And once you’ve legalized war in your mind, how do you stop yourself from approving of it?

This can be done, of course. There are many unjust laws that we oppose, work to change, yet admit the existence of. I’m on probation for having spoken in a Senate hearing. I consider that unjust but admit it exists.

Yet, all too often we see people focus so closely on the legality of particular war tactics that they approve of those tactics morally. Sarah Holewinski of the Campaign for Innocent Victims in Conflict said at the Drone Summit that U.S. drone strikes should be done “legally,” “responsibly,” and “appropriately.” Drones are better than other weapons, she said, as if we have no choice but to use some weapon or other. I asked her to explain, and she said that she meant that we should operate within international law. She praised the drone program in Afghanistan, and condemned that in Pakistan. When someone objected to drone killings in Afghanistan, she said “I didn’t create international law.” But she and most other people accept a pro-war interpretation of what international law says. And then they accept that what it says is good and just.

- DATASET ENTRIES:
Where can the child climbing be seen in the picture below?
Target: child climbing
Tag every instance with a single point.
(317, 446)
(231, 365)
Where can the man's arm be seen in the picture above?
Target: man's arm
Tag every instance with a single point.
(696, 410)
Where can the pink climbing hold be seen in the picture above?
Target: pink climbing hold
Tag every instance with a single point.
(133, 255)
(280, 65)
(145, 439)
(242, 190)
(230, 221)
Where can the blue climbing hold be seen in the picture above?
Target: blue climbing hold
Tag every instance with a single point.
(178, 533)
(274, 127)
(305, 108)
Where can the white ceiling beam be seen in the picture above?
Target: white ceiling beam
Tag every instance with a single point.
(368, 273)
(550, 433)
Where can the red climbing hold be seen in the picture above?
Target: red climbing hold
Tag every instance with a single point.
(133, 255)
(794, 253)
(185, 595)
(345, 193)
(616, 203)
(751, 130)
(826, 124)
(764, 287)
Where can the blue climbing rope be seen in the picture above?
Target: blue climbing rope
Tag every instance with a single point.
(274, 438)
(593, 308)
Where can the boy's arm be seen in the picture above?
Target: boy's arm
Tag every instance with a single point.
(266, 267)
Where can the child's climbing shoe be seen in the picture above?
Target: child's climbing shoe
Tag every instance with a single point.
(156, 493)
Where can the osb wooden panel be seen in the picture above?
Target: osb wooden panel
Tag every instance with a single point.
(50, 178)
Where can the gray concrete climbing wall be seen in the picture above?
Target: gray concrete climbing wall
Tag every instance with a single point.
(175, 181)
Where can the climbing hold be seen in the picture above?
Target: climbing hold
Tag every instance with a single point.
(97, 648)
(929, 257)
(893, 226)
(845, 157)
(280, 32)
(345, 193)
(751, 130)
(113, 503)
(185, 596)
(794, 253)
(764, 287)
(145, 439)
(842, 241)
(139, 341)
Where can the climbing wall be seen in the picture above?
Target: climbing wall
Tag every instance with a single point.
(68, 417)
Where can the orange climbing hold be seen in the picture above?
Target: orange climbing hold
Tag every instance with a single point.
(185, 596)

- PARTS OF THE EXERCISE:
A. Using the passage on war and legality, answer:
(i) What is the writer on probation for?
(ii) What organization is Sarah Holewinski from?
(iii) Which country's drone program did she praise, and which country's did she condemn?
B. Please copy the passage on war and legality word for word, from "Yet, all too" up to and including "good and just.".

- SOLUTIONS:
A.
(i) Having spoken in a Senate hearing.
(ii) The Campaign for Innocent Victims in Conflict.
(iii) She praised the program in Afghanistan and condemned the one in Pakistan.

B.
Yet, all too often we see people focus so closely on the legality of particular war tactics that they approve of those tactics morally. Sarah Holewinski of the Campaign for Innocent Victims in Conflict said at the Drone Summit that U.S. drone strikes should be done “legally,” “responsibly,” and “appropriately.” Drones are better than other weapons, she said, as if we have no choice but to use some weapon or other. I asked her to explain, and she said that she meant that we should operate within international law. She praised the drone program in Afghanistan, and condemned that in Pakistan. When someone objected to drone killings in Afghanistan, she said “I didn’t create international law.” But she and most other people accept a pro-war interpretation of what international law says. And then they accept that what it says is good and just.